DIRECTIONS: Print the listing below exactly.

# # #

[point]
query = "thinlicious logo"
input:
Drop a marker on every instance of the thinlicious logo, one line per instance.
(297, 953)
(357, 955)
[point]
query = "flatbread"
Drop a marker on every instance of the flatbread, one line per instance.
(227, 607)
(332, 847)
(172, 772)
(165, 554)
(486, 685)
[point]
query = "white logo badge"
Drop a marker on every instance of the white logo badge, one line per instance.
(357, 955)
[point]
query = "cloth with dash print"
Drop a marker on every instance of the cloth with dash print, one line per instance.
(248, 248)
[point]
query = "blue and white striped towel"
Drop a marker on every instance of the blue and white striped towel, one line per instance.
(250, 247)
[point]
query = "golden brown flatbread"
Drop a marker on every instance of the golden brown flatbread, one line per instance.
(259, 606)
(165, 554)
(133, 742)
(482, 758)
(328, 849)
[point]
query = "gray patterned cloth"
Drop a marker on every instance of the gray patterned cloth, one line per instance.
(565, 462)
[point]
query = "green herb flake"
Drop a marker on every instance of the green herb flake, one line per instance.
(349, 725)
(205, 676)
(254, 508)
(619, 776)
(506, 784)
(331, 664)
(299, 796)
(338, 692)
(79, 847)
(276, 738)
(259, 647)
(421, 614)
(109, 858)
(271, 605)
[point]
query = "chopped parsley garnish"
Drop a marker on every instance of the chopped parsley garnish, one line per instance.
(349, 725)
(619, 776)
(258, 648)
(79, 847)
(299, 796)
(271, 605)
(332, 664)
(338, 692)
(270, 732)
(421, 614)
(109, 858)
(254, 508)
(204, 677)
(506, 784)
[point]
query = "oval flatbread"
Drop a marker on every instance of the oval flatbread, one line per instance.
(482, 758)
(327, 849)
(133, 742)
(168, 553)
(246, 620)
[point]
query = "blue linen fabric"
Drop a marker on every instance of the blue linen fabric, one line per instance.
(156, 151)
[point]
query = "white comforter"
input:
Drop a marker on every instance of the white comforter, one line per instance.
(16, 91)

# # #

RESPONSE FOR THIS EXERCISE:
[point]
query = "thinlicious logo"
input:
Drop a marker on every instance of the thinlicious logo, one line per instance.
(297, 953)
(357, 955)
[point]
query = "flatbread"
Drop a marker on every instance of the flatbread, one line per instance.
(227, 607)
(332, 847)
(172, 772)
(165, 554)
(486, 685)
[point]
query = "white logo badge"
Drop a marker on every instance of the white logo badge, one line per instance.
(357, 955)
[point]
query = "cloth with dash print"
Drop a marker on every instance of the cloth with dash print, one line per instance.
(248, 248)
[point]
query = "blue and white striped towel"
Drop a marker on every instance of the blue and white striped towel, one line per instance.
(250, 247)
[point]
query = "golden brown flatbread"
Drop a marker on every instance of the golden brown flatbread, one line per instance.
(259, 606)
(165, 554)
(133, 742)
(482, 758)
(328, 849)
[point]
query = "gray patterned cloth"
Drop a marker on every instance of the gray patterned cloth, one line per instance.
(565, 462)
[point]
query = "green herb flake"
Drop a marker on every instance of the green herb flake, one line per instance.
(349, 725)
(205, 676)
(254, 508)
(619, 776)
(506, 784)
(331, 664)
(299, 796)
(338, 692)
(79, 847)
(276, 738)
(259, 647)
(421, 614)
(109, 858)
(271, 605)
[point]
query = "chopped parsley garnish"
Drop a marker on every instance of the chopped parsley garnish, one line per instance.
(349, 725)
(619, 776)
(258, 648)
(79, 847)
(299, 796)
(271, 605)
(332, 664)
(338, 692)
(270, 732)
(421, 614)
(109, 858)
(254, 508)
(204, 677)
(506, 784)
[point]
query = "oval flatbread"
Drop a marker on every instance of the oval flatbread, one line per instance.
(482, 758)
(327, 849)
(133, 742)
(168, 553)
(246, 620)
[point]
query = "blue linen fabric"
Drop a marker on every instance of the blue linen fabric, one line per instance.
(156, 151)
[point]
query = "white comforter"
input:
Drop a marker on every instance of the white comforter, one line per instance.
(16, 91)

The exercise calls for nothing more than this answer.